● WHAT THE EXERCISE ASKS: Carry the commentary on the Moore v. United States tax case forward from its final sentence, keeping to its voice and line of argument.

● SELECTED TEXT:

As part of this year’s Constitution Day event at USD Law School, I took a closer look at Moore v. United States, the pending U.S. Supreme Court tax case with significant originalist implications.  It turns out to be a harder case than I had thought at first.

The question presented in Moore is: “Whether the 16th Amendment authorizes Congress to tax unrealized sums without apportionment among the states.” Specifically in the Moore case, the question is whether Congress may tax as income the Moores’ pro rata share of the undistributed earnings of a corporation in which they are shareholders.

In the Ninth Circuit, Judge Patrick Bumatay wrote a dissent from denial of rehearing en banc in Moore, arguing that the original meaning of “income” in the Sixteenth Amendment did not include unrealized gains such as undistributed corporate earnings. In response, Professors John Brooks (Fordham) and David Gamage (Indiana) wrote an originalist defense of the tax: Moore v. United States and the Original Meaning of Income.  Here I’ll summarize and critique the main arguments.  (The parties’ originalist arguments largely track the Bumatay and Brooks/Gamage arguments; they also have extended arguments on more recent precedent that I’ll largely ignore.)

Judge Bumatay mainly relies on dictionaries and legal writing around the time of the Amendment’s ratification (1913), plus a Supreme Court case in the early post-ratification period.  Briefly, the dictionaries say that income is something that “proceeds from” listed sources, or “comes in” to a person.  Bumatay says that wouldn’t include unrealized gains, because gains don’t “come in” to a person until the person actually receives something tangible (money or in kind distributions).  The treatises, by Henry Black and Robert Montgomery – both published shortly after ratification – say even more clearly that income requires a realization, not just an increase in asset value.  And the Supreme Court took a similar view, invoking the “comes in” definition, in Eisner v. Macomber in 1920.  On a first read, I thought the dissent made persuasive use of appropriate originalist authorities.

Brooks and Gamage try to undermine the force of these authorities (with mixed success, in my view), and invoke at least one very persuasive authority of their own.  As to the dictionaries, they say Bumatay’s reading assumes its conclusion – the whole question is what it means to say a gain “comes in” to a person.  Might that not include when an asset appreciates in value?  How do we know it doesn’t?  As to the treatises, they point out that both Black and Montgomery acknowledge the definition of income is contested; the claim that income requires realization is just their view of it, while others disagree.  And Brooks and Gamage say the comments in Eisner are just dicta, and confused dicta at that.

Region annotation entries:
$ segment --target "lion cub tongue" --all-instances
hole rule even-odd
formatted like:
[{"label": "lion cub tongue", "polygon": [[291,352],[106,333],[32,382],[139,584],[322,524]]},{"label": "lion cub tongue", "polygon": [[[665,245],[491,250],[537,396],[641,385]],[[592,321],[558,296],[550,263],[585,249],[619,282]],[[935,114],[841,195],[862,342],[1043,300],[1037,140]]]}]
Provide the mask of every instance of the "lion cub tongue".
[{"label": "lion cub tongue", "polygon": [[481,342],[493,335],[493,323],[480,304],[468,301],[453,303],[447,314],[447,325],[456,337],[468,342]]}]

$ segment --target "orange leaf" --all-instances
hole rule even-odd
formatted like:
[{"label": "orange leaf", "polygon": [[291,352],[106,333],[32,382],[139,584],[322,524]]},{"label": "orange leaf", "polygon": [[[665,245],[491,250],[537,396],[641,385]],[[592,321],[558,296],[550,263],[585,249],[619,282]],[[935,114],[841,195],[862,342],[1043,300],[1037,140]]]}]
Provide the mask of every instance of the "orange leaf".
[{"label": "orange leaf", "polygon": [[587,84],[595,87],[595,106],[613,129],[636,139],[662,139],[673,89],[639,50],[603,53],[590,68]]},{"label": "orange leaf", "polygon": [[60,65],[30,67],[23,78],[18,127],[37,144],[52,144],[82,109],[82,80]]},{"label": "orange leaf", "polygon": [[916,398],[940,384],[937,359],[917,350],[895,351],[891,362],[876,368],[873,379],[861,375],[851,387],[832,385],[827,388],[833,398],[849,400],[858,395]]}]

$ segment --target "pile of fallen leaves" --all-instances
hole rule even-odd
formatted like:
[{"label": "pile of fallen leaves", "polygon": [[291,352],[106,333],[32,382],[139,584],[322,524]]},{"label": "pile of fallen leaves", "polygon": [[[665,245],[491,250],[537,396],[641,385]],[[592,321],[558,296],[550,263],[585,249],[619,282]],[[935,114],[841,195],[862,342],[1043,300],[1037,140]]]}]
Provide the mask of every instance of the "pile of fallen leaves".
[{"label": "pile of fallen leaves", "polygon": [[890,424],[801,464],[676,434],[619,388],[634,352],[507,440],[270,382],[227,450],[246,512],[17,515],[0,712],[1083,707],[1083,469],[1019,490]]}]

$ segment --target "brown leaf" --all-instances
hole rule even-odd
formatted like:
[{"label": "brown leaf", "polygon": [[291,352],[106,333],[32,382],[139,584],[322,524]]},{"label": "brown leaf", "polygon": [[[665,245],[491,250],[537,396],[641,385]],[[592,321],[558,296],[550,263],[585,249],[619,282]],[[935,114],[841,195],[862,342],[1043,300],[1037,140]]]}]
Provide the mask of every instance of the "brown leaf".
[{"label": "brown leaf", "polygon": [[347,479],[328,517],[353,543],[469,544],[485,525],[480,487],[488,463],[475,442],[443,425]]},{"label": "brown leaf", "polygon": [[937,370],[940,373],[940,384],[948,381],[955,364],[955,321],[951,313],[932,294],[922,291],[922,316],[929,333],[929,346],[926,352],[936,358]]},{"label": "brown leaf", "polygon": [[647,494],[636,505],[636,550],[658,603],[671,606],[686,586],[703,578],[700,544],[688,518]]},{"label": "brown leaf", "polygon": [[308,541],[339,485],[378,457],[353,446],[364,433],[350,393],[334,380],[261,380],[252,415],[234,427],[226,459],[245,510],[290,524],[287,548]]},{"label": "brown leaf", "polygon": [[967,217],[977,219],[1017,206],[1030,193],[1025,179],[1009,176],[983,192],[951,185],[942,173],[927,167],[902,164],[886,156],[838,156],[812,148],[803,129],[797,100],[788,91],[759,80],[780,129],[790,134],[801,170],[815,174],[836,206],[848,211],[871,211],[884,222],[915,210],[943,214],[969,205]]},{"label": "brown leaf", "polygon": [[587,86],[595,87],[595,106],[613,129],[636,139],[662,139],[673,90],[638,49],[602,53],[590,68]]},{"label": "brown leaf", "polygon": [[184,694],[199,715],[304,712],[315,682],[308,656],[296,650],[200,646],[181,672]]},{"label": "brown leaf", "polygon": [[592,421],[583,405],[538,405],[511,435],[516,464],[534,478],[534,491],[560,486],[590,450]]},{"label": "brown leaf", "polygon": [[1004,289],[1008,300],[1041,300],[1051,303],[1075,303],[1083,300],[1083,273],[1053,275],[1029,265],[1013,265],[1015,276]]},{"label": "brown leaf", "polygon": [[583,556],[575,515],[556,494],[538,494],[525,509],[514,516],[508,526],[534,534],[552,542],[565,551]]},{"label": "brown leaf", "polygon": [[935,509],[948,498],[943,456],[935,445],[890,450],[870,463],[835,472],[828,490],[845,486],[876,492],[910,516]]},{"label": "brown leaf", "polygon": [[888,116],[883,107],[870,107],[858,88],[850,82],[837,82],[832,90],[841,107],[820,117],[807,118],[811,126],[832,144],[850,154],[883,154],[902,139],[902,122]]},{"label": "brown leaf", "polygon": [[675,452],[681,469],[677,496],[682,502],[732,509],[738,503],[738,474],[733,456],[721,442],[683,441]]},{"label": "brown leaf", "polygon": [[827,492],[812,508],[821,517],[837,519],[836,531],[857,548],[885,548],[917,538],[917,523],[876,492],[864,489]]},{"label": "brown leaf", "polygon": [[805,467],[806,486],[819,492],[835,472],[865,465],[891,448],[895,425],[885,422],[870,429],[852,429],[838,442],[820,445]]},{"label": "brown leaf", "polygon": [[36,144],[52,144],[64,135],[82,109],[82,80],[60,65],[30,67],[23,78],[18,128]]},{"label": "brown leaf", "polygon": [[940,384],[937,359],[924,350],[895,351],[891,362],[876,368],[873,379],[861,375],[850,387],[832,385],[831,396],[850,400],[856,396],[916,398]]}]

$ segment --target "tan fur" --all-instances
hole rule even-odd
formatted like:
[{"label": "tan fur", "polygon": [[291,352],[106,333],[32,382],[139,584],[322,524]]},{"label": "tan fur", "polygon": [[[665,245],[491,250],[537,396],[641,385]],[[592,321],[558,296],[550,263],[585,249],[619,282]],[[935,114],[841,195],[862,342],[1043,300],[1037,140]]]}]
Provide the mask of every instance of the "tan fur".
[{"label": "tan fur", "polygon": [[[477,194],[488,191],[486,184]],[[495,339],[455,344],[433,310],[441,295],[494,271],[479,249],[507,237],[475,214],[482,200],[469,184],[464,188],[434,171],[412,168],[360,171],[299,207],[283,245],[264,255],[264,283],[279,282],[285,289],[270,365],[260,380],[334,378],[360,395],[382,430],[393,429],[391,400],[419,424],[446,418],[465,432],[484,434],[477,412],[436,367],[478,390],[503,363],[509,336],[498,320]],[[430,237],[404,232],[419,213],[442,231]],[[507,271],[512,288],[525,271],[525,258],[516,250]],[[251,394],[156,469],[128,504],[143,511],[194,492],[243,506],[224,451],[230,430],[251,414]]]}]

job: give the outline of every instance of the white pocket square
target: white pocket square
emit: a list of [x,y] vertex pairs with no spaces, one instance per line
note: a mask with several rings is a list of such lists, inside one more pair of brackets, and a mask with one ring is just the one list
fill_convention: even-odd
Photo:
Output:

● SOLVED EXERCISE:
Brooks and Gamage also show that later economics literature adopted a definition of income that included unrealized gains, based on the writings of Henry Simons (1938) and Robert Haig (1921).  It’s not clear (to me, anyway) that this idea was generally available in 1913.  (Brooks and Gamage say it was based on earlier works from Germany and Scotland.)

Up to this point, I didn’t find Brooks and Gamage all that persuasive, though they do show the sources are a little more ambiguous than Bumatay suggests.  But the big Brooks/Gamage claim is that immediately pre-ratification Treasury Decisions implementing an existing tax on corporate income included unrealized gains in asset value as part of income.  They quote one 1911 decision, for example, saying that the “increase in the value of unsold property, if taken up on the books of the corporation, [are] to be included in income.”  Assuming that’s right (and I have no reason to think it isn’t), it seems strong evidence of original meaning.  At least, if the drafters of the Amendment wanted to exclude unrealized gains from income, they should have been clear about it in light of the Treasury’s contemporaneous position to the contrary.  (In fact, this seems so strong I’m puzzled as to why Brooks and Gamage don’t lead with it.)

The one weakness, which Brooks and Gamage acknowledge, is that a 1915 court of appeals decision rejected the Treasury view of income.  But that was after ratification of the Amendment.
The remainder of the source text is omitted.